• [Trecho do documento]
Romanos 1.17-23
“(18) Porque a ira de Deus se revela do céu contra toda impiedade e injustiça dos homens que substituem a verdade pela injustiça; (19) porque o que de Deus se pode conhecer é manifesto entre eles, porque Deus lhos manifestou. (20) Pois, desde a criação do mundo, os atributos invisíveis de Deus – seu eterno poder e sua natureza divina – têm sido claramente vistos, sendo percebidos através das coisas criadas, de forma que tais homens são indesculpáveis; (21) porque, tendo conhecimento de Deus, não o glorificaram como Deus, nem lhe deram graças, mas seus pensamentos tornaram-se fúteis, e seus corações insensatos se obscureceram. (22) Dizendo-se sábios, tornaram-se loucos, (23) e trocaram a glória do Deus incorruptível por imagens feitas segundo a semelhança do homem corruptível, bem como de pássaros, quadrúpedes e répteis.”
18. Porque a ira de Deus se revela do céu contra toda impiedade e injustiça dos homens. O
apóstolo apresenta agora um argumento com base numa comparação de
opostos a fim de provar que a justiça só pode ser concedida ou conferida
pela instrumentalidade do evangelho, pois ele demonstra que sem este
todos [os homens] estão condenados. A salvação, pois, será encontrada
unicamente no evangelho. A primeira prova confirmativa que ele adiciona
consiste no fato de que, embora a estrutura do mundo e a mais esplêndida
ordem dos elementos deveriam induzir o homem a glorificar a Deus,
todavia não há nada que o desobrigue de seus deveres. Isto é prova de
que todos os homens são culpados de sacrilégio e de ignóbil e iníqua
ingratidão.
Há quem sugere que esta é a primeira proposição de Paulo, de modo a iniciar seu discurso com o arrependimento;
sinto, porém, que aqui é onde Paulo começa seu tema polêmico, e que o
tema central foi afirmado na cláusula precedente. Seu objetivo é
instruir-nos sobre onde a salvação deve ser buscada. Ele garante que só
podemos obtê-la por meio do evangelho, mas visto que a carne não se
humilhará voluntariamente ao ponto de atribuir o louvor da salvação
exclusivamente à graça divina, o apóstolo mostra que o mundo todo é
culpado de morte eterna. Segue-se deste fato que devemos reaver a vida
por algum outro meio, visto que, por nós mesmos, estamos todos perdidos.
Um exame criterioso de cada palavra nos será de grande valia a fim de
entendermos o significado da passagem.

Entradas de indicação de objetos nomeados
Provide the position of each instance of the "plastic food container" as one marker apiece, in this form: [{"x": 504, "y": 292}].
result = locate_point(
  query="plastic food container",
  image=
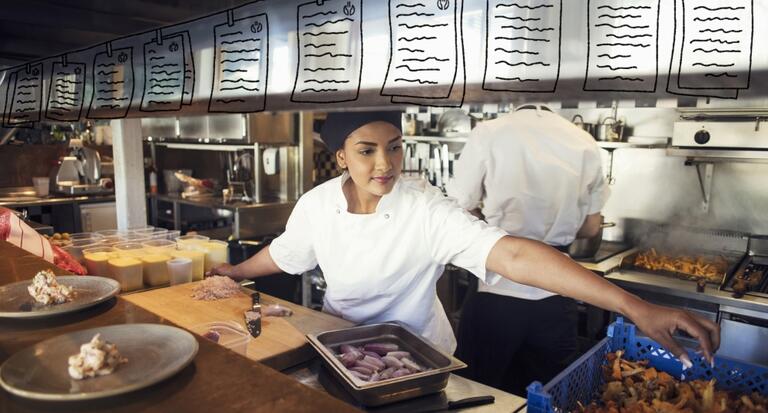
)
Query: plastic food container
[
  {"x": 97, "y": 260},
  {"x": 161, "y": 246},
  {"x": 129, "y": 249},
  {"x": 128, "y": 272},
  {"x": 179, "y": 270},
  {"x": 217, "y": 252},
  {"x": 76, "y": 248},
  {"x": 198, "y": 261},
  {"x": 155, "y": 269},
  {"x": 85, "y": 235},
  {"x": 149, "y": 232},
  {"x": 187, "y": 241},
  {"x": 226, "y": 333},
  {"x": 581, "y": 381},
  {"x": 391, "y": 390}
]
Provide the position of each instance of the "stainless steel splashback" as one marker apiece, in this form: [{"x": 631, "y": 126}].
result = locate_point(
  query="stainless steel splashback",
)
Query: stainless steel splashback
[{"x": 261, "y": 56}]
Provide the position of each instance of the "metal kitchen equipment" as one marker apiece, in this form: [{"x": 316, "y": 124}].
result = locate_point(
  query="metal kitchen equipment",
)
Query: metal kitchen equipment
[
  {"x": 392, "y": 390},
  {"x": 751, "y": 275},
  {"x": 682, "y": 241},
  {"x": 80, "y": 171},
  {"x": 587, "y": 127},
  {"x": 587, "y": 247},
  {"x": 713, "y": 133}
]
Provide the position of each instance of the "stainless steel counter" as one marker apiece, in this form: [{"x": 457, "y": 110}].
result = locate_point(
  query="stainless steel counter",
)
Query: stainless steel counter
[
  {"x": 27, "y": 201},
  {"x": 249, "y": 220},
  {"x": 313, "y": 374}
]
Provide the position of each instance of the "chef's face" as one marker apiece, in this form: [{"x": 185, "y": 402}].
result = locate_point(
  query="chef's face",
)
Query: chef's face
[{"x": 373, "y": 156}]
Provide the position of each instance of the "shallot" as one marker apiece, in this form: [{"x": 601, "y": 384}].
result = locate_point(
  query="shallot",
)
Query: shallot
[{"x": 378, "y": 361}]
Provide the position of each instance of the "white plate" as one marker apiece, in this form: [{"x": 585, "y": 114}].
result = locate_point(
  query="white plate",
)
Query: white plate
[
  {"x": 15, "y": 301},
  {"x": 154, "y": 352}
]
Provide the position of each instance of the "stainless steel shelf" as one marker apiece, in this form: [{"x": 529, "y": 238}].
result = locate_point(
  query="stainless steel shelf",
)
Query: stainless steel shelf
[
  {"x": 206, "y": 146},
  {"x": 719, "y": 155},
  {"x": 440, "y": 139}
]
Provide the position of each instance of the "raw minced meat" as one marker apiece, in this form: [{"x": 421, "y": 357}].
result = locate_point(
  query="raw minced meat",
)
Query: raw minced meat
[{"x": 216, "y": 288}]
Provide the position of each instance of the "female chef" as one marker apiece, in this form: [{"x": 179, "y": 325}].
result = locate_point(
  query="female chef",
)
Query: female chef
[{"x": 382, "y": 242}]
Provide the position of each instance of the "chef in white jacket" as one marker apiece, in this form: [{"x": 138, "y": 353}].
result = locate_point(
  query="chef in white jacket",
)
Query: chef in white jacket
[
  {"x": 382, "y": 242},
  {"x": 535, "y": 175}
]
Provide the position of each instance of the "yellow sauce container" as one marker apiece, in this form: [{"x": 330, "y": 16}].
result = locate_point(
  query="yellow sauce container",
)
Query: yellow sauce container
[
  {"x": 128, "y": 272},
  {"x": 155, "y": 269}
]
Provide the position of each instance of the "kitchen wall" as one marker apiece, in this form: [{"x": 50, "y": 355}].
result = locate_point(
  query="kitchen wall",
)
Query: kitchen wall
[
  {"x": 18, "y": 164},
  {"x": 649, "y": 185}
]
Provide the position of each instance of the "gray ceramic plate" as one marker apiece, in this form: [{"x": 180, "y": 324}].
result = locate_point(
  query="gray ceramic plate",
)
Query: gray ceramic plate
[
  {"x": 154, "y": 352},
  {"x": 15, "y": 301}
]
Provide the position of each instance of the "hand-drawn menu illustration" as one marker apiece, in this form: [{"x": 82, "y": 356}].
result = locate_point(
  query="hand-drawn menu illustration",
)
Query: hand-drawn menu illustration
[
  {"x": 164, "y": 77},
  {"x": 623, "y": 48},
  {"x": 65, "y": 93},
  {"x": 523, "y": 40},
  {"x": 113, "y": 79},
  {"x": 716, "y": 44},
  {"x": 330, "y": 40},
  {"x": 24, "y": 96},
  {"x": 424, "y": 55},
  {"x": 241, "y": 65}
]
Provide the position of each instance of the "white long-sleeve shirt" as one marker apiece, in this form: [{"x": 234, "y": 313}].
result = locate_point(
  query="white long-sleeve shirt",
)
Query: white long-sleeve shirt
[
  {"x": 536, "y": 176},
  {"x": 384, "y": 266}
]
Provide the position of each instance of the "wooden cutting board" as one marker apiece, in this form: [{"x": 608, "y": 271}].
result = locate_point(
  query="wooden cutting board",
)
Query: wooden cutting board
[{"x": 282, "y": 342}]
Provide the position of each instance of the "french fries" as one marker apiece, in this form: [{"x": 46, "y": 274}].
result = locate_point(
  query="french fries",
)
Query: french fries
[
  {"x": 711, "y": 269},
  {"x": 633, "y": 387}
]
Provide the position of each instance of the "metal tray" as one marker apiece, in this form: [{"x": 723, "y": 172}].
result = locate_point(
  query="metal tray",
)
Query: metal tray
[
  {"x": 392, "y": 390},
  {"x": 628, "y": 263}
]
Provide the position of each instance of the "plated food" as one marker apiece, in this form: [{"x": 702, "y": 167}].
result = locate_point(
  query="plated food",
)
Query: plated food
[
  {"x": 635, "y": 387},
  {"x": 154, "y": 353},
  {"x": 96, "y": 358},
  {"x": 45, "y": 296},
  {"x": 46, "y": 290}
]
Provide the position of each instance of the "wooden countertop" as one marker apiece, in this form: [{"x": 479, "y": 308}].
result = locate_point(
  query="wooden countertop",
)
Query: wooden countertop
[
  {"x": 282, "y": 342},
  {"x": 217, "y": 380}
]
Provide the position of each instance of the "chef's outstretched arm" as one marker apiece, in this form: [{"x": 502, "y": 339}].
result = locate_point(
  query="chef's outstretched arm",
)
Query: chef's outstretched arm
[
  {"x": 258, "y": 265},
  {"x": 539, "y": 265}
]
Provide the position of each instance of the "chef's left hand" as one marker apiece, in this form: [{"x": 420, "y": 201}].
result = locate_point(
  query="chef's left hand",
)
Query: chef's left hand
[{"x": 659, "y": 323}]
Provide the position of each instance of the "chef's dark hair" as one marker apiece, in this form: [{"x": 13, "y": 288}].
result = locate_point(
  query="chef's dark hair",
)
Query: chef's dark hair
[{"x": 339, "y": 125}]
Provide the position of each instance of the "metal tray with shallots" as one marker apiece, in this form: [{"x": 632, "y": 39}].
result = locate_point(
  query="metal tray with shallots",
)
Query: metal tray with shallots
[
  {"x": 674, "y": 268},
  {"x": 382, "y": 392}
]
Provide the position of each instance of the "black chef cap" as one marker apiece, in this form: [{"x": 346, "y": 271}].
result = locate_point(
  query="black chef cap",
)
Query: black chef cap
[{"x": 339, "y": 125}]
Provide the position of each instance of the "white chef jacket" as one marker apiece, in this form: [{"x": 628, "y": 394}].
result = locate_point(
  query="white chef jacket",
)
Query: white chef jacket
[
  {"x": 536, "y": 175},
  {"x": 384, "y": 266}
]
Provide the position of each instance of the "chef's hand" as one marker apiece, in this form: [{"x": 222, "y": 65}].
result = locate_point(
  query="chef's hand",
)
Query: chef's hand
[
  {"x": 221, "y": 269},
  {"x": 659, "y": 323}
]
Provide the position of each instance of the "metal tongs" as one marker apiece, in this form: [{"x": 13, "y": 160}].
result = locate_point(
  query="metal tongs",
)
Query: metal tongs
[{"x": 253, "y": 316}]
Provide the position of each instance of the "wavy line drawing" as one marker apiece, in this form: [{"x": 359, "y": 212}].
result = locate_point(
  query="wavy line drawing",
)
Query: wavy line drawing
[
  {"x": 522, "y": 6},
  {"x": 611, "y": 38},
  {"x": 66, "y": 98},
  {"x": 113, "y": 105},
  {"x": 535, "y": 56},
  {"x": 333, "y": 31},
  {"x": 698, "y": 60},
  {"x": 425, "y": 50},
  {"x": 241, "y": 64},
  {"x": 174, "y": 51},
  {"x": 24, "y": 96}
]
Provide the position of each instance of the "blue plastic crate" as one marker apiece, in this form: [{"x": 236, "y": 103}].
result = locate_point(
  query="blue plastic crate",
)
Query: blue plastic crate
[{"x": 581, "y": 381}]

• [Tarefa escrita]
Cite, palavra por palavra, o trecho do comentário sobre Romanos 1 que vai de "Há quem sugere" até "significado da passagem.".

• [Resposta abaixo]
Há quem sugere que esta é a primeira proposição de Paulo, de modo a iniciar seu discurso com o arrependimento;
sinto, porém, que aqui é onde Paulo começa seu tema polêmico, e que o
tema central foi afirmado na cláusula precedente. Seu objetivo é
instruir-nos sobre onde a salvação deve ser buscada. Ele garante que só
podemos obtê-la por meio do evangelho, mas visto que a carne não se
humilhará voluntariamente ao ponto de atribuir o louvor da salvação
exclusivamente à graça divina, o apóstolo mostra que o mundo todo é
culpado de morte eterna. Segue-se deste fato que devemos reaver a vida
por algum outro meio, visto que, por nós mesmos, estamos todos perdidos.
Um exame criterioso de cada palavra nos será de grande valia a fim de
entendermos o significado da passagem.